Data ::
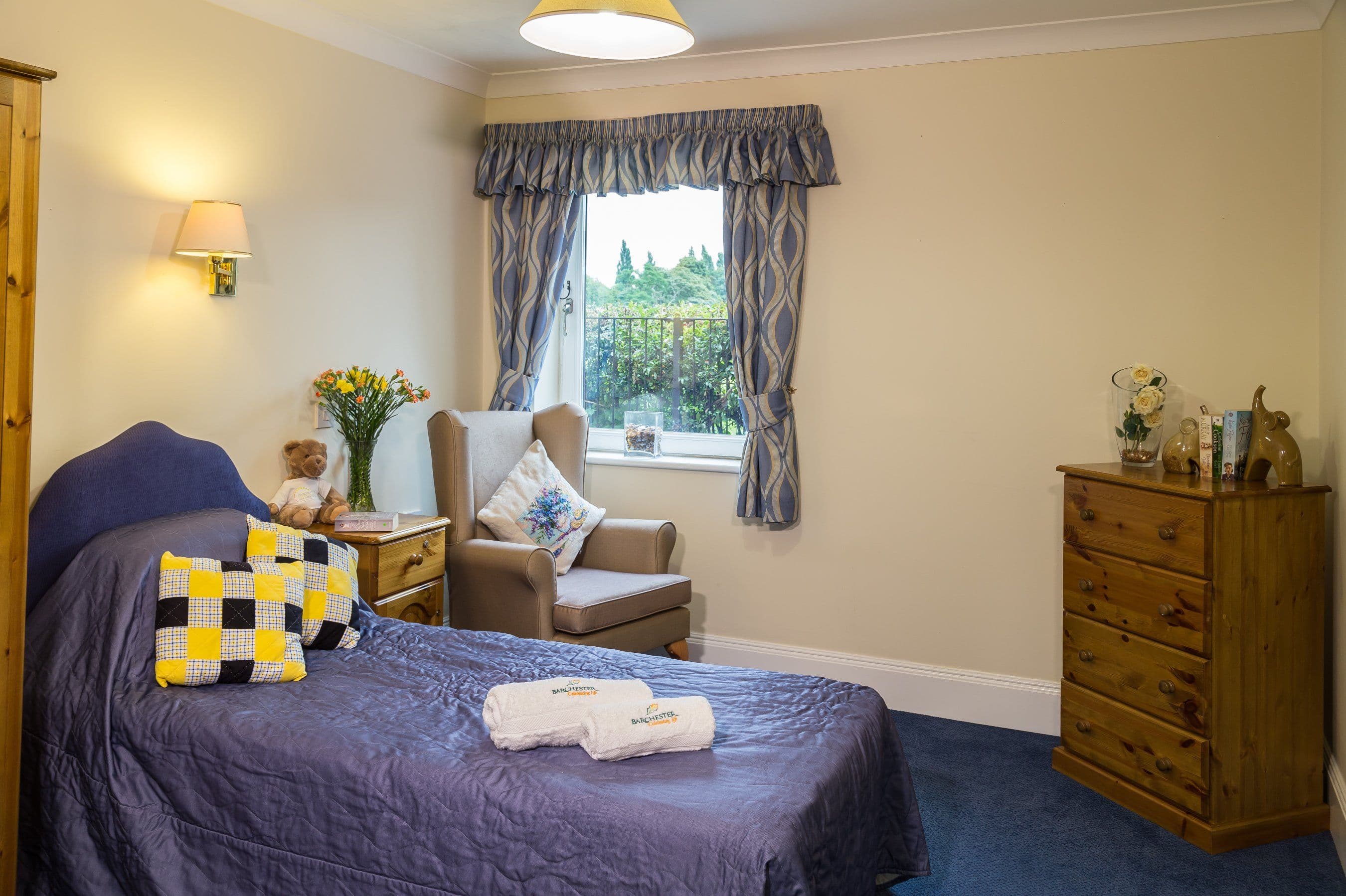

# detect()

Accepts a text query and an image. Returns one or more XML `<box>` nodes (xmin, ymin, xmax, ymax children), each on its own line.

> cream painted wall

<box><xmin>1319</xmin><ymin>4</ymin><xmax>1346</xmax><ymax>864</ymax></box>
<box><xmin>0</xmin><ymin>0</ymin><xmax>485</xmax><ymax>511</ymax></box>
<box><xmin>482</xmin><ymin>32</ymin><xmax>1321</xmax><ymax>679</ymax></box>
---
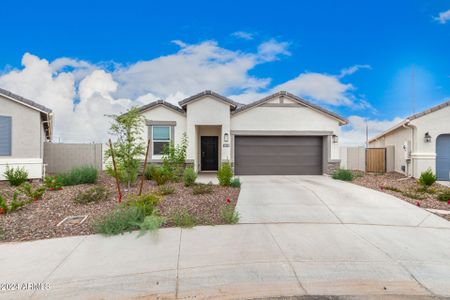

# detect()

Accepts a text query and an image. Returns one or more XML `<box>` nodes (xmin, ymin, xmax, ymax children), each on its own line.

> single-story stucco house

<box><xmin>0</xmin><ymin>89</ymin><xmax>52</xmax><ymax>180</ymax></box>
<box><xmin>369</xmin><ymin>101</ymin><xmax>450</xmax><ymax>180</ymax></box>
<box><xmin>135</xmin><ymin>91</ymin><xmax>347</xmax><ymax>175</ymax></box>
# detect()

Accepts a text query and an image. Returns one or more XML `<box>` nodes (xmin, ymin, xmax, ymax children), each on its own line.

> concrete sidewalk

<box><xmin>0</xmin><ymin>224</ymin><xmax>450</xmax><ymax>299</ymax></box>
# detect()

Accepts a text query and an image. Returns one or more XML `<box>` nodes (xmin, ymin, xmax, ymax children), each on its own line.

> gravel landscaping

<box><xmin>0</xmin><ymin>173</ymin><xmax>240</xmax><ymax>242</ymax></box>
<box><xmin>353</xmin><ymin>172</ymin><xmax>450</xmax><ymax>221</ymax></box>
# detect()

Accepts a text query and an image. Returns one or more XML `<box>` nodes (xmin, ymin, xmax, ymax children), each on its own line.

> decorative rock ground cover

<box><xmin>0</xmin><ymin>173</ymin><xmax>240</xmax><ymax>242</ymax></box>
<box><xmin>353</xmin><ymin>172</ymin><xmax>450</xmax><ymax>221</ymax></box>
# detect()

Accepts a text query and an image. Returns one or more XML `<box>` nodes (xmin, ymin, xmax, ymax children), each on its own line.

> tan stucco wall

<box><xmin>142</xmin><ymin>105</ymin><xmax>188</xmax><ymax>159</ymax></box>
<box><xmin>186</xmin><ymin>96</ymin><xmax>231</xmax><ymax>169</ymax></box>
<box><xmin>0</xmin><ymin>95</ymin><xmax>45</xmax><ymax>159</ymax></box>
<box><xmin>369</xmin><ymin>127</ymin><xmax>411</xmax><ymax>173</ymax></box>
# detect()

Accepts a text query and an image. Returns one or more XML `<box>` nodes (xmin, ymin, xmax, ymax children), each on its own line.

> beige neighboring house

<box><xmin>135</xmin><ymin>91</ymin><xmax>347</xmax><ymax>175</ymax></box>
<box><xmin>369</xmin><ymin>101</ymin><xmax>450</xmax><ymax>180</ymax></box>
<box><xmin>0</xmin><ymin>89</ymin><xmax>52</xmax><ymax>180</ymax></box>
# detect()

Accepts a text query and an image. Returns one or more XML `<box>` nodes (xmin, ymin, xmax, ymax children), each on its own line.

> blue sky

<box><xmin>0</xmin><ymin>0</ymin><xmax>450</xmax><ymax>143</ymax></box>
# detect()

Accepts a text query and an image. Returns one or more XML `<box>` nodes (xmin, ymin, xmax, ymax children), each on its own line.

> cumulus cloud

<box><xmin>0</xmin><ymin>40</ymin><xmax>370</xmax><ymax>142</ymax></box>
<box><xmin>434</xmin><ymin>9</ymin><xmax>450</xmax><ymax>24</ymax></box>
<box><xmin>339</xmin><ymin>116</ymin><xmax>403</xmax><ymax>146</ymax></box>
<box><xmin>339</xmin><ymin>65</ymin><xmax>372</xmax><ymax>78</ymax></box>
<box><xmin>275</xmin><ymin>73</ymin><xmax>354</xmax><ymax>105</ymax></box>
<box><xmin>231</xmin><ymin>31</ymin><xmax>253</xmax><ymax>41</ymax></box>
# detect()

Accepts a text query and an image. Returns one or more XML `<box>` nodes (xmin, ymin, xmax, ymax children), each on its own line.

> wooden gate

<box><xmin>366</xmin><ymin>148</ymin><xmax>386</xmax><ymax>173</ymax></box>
==
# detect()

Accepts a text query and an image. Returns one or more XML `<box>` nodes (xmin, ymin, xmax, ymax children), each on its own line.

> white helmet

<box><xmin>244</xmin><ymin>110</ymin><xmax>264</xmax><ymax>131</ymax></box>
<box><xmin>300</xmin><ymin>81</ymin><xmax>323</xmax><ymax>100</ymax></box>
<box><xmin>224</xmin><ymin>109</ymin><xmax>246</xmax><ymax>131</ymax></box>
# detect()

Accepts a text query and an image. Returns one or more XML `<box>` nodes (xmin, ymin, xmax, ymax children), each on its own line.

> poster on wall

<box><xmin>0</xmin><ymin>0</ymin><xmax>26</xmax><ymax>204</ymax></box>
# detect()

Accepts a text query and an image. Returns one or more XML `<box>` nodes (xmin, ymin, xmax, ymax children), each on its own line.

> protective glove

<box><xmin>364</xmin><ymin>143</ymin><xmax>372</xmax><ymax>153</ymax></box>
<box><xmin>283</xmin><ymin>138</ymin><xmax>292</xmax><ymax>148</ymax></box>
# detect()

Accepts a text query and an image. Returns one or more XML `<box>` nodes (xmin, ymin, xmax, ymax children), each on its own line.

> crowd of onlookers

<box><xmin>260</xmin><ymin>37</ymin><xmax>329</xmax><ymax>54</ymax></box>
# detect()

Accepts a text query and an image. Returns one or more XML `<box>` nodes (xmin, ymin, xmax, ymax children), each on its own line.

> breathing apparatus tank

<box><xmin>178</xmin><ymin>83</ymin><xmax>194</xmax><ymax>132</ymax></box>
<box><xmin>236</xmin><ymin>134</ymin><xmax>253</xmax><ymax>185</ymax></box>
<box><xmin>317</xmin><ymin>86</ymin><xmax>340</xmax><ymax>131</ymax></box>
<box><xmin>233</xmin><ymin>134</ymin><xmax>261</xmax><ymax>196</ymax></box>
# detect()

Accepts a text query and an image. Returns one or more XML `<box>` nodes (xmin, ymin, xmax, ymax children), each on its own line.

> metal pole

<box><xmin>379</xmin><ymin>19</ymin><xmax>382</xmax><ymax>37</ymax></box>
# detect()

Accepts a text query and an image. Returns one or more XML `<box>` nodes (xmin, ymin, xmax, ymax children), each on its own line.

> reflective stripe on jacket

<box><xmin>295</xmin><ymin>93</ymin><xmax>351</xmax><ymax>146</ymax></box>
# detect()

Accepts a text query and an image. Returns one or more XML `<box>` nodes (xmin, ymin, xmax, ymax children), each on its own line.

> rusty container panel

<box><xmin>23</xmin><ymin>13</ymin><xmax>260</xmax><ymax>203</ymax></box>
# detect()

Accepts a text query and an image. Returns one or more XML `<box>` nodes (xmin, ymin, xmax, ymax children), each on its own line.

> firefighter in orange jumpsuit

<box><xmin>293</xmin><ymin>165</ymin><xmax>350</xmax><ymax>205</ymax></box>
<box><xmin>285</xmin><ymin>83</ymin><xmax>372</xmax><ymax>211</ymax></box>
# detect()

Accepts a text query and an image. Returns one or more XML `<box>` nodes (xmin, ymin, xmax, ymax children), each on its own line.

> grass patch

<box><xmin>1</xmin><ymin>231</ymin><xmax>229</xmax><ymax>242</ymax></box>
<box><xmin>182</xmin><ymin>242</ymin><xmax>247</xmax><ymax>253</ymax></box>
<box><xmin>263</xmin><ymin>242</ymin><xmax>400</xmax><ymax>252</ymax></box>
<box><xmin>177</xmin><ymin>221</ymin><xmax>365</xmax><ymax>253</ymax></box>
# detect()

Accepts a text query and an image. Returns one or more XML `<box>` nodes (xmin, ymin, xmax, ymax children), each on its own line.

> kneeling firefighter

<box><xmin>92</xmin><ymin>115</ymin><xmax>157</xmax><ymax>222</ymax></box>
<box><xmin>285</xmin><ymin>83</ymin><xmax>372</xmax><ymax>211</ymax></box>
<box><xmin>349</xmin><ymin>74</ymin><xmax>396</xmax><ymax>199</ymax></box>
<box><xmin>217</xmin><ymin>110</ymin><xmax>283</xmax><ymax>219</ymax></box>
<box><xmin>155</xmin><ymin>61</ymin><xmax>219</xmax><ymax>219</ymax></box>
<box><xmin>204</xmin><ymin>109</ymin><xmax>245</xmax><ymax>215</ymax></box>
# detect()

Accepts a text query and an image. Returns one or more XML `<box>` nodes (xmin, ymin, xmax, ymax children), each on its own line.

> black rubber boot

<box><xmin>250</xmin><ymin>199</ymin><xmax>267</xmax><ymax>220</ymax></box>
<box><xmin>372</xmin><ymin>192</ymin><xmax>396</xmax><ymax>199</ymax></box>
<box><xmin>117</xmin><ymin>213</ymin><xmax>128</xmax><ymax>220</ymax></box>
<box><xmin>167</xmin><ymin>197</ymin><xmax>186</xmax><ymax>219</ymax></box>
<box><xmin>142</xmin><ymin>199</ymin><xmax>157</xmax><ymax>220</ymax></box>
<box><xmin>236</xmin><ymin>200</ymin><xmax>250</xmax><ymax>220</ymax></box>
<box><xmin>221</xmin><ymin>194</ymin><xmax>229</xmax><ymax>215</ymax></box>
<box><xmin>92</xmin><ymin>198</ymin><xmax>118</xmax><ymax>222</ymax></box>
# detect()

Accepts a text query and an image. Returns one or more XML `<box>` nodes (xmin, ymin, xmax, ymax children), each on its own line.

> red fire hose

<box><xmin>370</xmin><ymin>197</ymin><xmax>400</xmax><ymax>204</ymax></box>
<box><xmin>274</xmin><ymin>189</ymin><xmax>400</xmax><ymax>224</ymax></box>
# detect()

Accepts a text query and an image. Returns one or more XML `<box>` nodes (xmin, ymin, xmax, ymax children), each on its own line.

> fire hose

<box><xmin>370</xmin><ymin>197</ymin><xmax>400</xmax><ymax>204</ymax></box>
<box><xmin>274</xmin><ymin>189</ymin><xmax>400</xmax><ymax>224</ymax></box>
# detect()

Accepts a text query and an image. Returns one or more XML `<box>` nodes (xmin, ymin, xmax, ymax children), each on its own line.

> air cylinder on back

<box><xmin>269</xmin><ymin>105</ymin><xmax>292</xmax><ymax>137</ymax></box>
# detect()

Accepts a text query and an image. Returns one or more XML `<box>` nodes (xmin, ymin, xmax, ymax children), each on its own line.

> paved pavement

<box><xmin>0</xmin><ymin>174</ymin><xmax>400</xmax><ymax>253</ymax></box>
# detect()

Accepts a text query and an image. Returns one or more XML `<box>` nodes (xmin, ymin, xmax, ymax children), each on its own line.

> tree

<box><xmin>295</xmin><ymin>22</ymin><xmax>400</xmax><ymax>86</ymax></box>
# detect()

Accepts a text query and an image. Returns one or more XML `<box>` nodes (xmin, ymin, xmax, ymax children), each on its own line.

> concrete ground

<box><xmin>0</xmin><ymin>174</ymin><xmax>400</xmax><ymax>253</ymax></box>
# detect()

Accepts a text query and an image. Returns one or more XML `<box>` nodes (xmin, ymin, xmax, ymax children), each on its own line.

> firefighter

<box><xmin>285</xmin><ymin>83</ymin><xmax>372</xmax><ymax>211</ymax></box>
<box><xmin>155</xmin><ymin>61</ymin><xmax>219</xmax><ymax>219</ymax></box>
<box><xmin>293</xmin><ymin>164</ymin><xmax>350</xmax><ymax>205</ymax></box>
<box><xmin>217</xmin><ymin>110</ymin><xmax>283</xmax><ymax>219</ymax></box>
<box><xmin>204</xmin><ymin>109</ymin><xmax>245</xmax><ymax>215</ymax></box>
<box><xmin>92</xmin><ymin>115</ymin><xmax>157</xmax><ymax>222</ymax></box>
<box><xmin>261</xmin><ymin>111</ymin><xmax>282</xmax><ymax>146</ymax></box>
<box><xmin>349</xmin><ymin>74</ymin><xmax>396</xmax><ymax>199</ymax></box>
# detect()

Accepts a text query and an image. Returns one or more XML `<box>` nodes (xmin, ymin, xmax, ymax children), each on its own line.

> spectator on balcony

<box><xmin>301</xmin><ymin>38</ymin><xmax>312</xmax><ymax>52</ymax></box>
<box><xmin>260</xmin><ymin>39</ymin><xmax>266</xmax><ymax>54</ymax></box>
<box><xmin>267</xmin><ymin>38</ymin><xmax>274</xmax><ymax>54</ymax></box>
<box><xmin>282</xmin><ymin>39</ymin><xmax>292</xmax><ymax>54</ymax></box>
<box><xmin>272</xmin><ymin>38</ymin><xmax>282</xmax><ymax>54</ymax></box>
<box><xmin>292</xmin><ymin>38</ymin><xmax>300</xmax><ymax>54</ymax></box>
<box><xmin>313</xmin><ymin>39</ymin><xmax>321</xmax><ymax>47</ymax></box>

What is being asked ::
Filter the listing above and copy every line that contains the word "house", treating uppercase and lowercase as different.

Finished task ::
> single-story stucco house
> beige neighboring house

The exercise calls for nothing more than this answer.